Tuesday, September 28th, 2010

Ke$ha – Take It Off

Not a cover of The Donnas’ only top 40 hit, sadly…



[Video][Website]
[5.62]

Anthony Easton: This could have been an Amanda Lear B-Side from 1976, though any place that goes hardcore most likely does not have glitter on the floor.
[7]

Al Shipley: I never thought anyone would find a way to force their voice into uglier, more curdled tones via AutoTune than Kanye. But whenever you think pop has hit rock bottom, there’s a white girl standing there with a shovel and a shit-eating grin, ready to dig deeper.
[0]

Michaelangelo Matos: Shamelessness is the root of what I like about her. Her voice and music really aren’t. So her leap aboard the robo-bandwagon doesn’t have much to recommend it aside from its shamelessly tour-guide-like lyrics (“It’s a dirty free-for-all”).
[4]

Alfred Soto: Every time she reminds the hapless audience about a “place downtown,” I want her to actually describe it instead of exhorting us to take “it” off. She reminds me of the friend who gets hammered at my place before heading to the bar and making a fool of himself. I don’t care if you wind up saving money.
[4]

Katherine St Asaph: Oh my God, Ke$ha saved top 40. I know I’d heard this before it was released as a single, and I think I danced to it once or twice (it’s not really the sort of song conducive to remembering how much you danced, or where or how.) You can’t really appreciate “Take It Off,” though, until it wades into the flood of dance muck spewed nonstop into the radio by Usher, Eminem, Enrique and wallops them all with Ke$ha’s bottle o’ Jack. She’s still autotuned to Hades, but all the processing in the world can’t blunt the sheer animal force of her voice (or maybe that’s processing too, but let’s pretend) as she tears through a backing track more propulsive and dangerous than anything in rotation now or for the past few months. It isn’t surprising, per se; every other dance song on the radio’s played through a minor-key haze, just begging to be stripped of its beats and made into a lament. The fundamental difference, though, is that Ke$ha’s clearly trying to sound fucked up, while everything else aims for sexy but instead hits desolate. The biggest surprise is that this is Dr. Luke. Why the hell doesn’t he write them all like this?
[10]

Chuck Eddy: Distorted electrobeats, places in France where ladies don’t wear pants (foolproof hook at least since P-Funk days), whiskey-filled water bottles in the handbag, lost minds, lost clothes, schizzy switch-ups, dirty downtown dive that may well be supposed to imply glory holes but ought to remind everybody of somewhere (my wife says the old Siberia bar, in Manhattan). One of my fave tracks when the album came out, and it’s still up there. Better than Chic’s identically named song.

Exercise
Rewrite the review between "Not a cover" and "on the floor.", inclusive, replacing "glitter" with "confetti".

Data section
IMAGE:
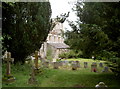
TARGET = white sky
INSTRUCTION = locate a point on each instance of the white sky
(63, 6)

Finished exercise
Not a cover of The Donnas’ only top 40 hit, sadly…



[Video][Website]
[5.62]

Anthony Easton: This could have been an Amanda Lear B-Side from 1976, though any place that goes hardcore most likely does not have confetti on the floor.